* To do
Give again, unchanged, the line that contains "of the pine" together with every line that follows it until the entries end.

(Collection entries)
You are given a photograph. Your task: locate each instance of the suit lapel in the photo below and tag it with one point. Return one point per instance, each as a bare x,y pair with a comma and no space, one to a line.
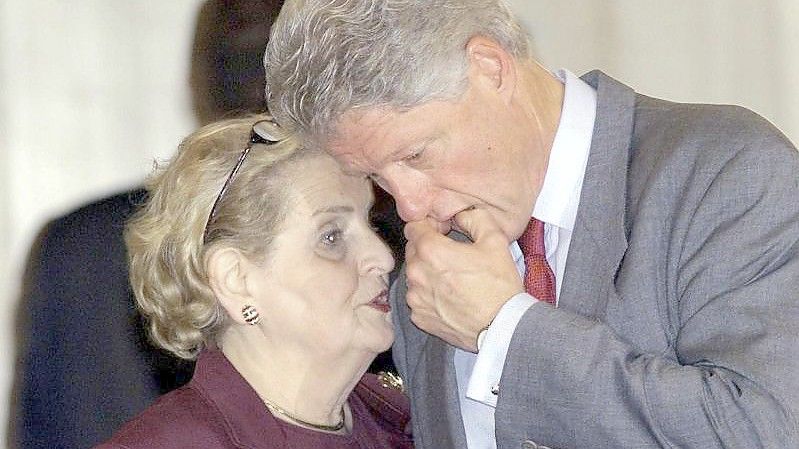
599,239
439,410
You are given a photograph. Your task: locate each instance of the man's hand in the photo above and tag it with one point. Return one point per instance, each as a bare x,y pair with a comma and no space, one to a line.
456,288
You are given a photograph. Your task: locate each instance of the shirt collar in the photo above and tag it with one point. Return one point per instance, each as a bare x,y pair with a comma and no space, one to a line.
560,195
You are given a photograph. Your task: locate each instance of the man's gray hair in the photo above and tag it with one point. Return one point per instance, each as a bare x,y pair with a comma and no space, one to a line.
327,57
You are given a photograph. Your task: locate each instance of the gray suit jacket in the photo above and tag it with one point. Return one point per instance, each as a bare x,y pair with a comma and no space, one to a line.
678,316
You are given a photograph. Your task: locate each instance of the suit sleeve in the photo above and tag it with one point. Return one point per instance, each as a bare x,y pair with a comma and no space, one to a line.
729,378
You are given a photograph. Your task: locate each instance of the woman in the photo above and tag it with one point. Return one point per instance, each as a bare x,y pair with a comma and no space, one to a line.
262,264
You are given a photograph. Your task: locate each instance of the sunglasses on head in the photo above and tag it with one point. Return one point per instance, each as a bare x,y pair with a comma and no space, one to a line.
261,133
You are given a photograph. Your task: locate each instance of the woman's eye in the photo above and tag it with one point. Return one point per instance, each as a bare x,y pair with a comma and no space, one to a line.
332,237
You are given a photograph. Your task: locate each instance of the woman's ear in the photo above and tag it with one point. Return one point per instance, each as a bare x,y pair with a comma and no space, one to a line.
227,276
491,64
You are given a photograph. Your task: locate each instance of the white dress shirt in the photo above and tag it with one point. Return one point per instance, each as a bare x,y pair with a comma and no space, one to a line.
478,374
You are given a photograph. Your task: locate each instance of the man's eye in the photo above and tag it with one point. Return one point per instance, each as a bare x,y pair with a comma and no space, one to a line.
332,237
414,156
378,180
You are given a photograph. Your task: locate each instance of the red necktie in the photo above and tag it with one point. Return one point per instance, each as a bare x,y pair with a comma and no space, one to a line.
539,280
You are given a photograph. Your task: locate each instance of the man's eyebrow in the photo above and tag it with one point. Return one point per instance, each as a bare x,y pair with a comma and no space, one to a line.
335,210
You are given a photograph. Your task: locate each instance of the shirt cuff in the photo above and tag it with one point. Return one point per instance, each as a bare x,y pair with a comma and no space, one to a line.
484,380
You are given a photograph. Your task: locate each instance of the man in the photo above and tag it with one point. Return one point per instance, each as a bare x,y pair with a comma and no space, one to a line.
631,273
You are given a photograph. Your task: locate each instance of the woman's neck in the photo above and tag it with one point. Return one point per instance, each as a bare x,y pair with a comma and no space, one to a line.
312,387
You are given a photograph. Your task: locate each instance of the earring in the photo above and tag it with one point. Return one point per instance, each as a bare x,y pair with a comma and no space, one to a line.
250,315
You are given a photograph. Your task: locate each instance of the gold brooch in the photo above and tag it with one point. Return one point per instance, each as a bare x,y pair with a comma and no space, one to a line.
390,380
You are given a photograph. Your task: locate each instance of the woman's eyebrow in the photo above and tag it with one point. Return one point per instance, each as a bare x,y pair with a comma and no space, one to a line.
335,210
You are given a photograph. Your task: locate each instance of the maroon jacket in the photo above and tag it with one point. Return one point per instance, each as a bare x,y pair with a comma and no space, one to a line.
219,409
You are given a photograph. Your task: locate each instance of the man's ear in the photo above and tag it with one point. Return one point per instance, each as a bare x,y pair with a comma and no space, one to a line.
227,276
491,64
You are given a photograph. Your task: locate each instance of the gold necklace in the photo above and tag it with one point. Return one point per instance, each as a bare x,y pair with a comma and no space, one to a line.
324,427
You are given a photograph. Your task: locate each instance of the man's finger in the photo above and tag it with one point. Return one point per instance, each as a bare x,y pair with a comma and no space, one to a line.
416,229
479,225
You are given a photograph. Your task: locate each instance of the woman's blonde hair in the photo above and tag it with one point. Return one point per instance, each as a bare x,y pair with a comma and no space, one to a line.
166,252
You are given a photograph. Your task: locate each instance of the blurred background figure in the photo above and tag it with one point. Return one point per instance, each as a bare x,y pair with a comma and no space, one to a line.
86,363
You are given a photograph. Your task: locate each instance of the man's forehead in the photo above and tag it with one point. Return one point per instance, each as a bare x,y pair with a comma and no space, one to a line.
363,139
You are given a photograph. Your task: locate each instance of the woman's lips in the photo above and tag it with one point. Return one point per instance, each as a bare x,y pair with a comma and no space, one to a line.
380,302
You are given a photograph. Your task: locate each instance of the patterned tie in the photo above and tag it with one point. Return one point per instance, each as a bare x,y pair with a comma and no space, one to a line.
539,280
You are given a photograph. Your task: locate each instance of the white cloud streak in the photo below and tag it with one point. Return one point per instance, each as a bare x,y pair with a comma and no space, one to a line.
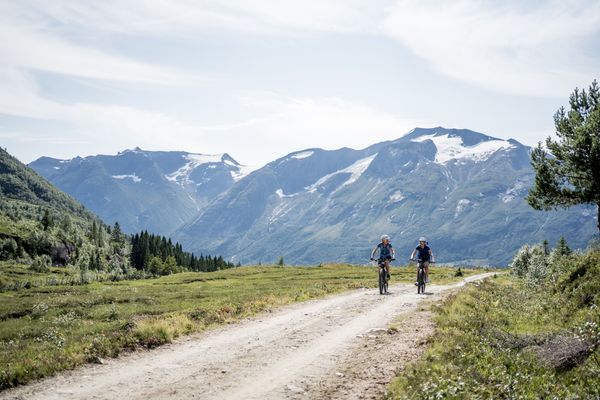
538,51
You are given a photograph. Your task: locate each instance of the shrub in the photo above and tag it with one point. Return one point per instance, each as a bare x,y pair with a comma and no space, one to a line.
41,263
520,263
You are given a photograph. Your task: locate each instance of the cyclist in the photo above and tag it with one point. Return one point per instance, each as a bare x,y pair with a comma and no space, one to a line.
424,253
386,253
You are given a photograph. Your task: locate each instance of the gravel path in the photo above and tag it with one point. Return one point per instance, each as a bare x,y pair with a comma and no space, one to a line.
336,347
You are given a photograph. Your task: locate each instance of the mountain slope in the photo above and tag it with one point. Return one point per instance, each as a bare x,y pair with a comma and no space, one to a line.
19,183
156,191
462,189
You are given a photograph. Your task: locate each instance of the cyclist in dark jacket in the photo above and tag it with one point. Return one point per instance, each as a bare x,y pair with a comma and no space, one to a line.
386,253
423,253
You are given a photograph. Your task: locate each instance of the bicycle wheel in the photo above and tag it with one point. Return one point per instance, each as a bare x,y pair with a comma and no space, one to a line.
421,281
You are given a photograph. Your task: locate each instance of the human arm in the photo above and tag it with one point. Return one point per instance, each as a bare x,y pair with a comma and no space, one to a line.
373,252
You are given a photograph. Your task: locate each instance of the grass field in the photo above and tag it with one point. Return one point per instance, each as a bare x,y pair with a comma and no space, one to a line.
48,328
506,338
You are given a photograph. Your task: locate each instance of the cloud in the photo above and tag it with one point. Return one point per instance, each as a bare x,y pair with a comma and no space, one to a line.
290,123
535,50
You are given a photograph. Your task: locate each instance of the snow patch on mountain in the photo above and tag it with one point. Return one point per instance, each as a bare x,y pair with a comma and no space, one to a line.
452,148
193,161
355,170
241,171
461,206
303,154
396,197
279,192
514,192
133,177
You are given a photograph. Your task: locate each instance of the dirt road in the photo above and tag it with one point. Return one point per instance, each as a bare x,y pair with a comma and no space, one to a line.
329,348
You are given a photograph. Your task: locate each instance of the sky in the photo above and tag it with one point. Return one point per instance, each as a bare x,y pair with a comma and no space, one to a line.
258,79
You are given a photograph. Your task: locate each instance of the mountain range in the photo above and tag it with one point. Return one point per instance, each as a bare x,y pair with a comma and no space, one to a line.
156,191
461,189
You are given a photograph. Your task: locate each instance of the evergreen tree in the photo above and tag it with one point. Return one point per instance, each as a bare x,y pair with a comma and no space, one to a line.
562,247
569,173
47,221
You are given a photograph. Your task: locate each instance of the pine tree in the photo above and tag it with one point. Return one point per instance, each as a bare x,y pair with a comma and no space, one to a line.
47,221
562,247
569,173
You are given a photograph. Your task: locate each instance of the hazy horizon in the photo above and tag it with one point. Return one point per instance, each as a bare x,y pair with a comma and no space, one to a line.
260,79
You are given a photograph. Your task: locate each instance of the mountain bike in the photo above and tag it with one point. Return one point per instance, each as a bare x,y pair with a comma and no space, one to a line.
383,281
421,279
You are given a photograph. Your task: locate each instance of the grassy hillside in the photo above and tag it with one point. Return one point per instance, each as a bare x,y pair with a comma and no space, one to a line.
531,336
50,328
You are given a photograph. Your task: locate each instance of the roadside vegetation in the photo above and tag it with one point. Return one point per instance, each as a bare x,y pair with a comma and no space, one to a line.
534,334
48,328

* Exercise answer
You are given a photograph. Your task: locate each instance of the pine tree in the photo above and tag it with one point. Return one point per instance, each as a bare x,y pair with a comma and no space, one to a line.
47,221
562,247
569,173
You are given a photograph. Your task: locate each instance of the hazy horizon in the photo above and tag it with one point. Return one point per instance, each as a bare x,y pair with a comma and no space, one to a line.
260,79
You are given a photograph. Your task: locate each instance of the mountain bike in the photo above and tag it with one point. Return one point per instance, each as a bare x,y pair with a comma and no space, one to a line.
383,281
421,279
You are given a photograph. Your task: locate each instance of the grassy hillside in the photo above and tag it with one point. Return one point per instance, each as a bare x,y pair with a comma and no space, one to a line.
531,336
50,328
You are given a photograph. Your task: locate each instance of the roadside vegetation in the photo above and tag it with one point. Return one point per instance, each as a bare x,y pair with a comma and no space, one to a line.
534,334
48,328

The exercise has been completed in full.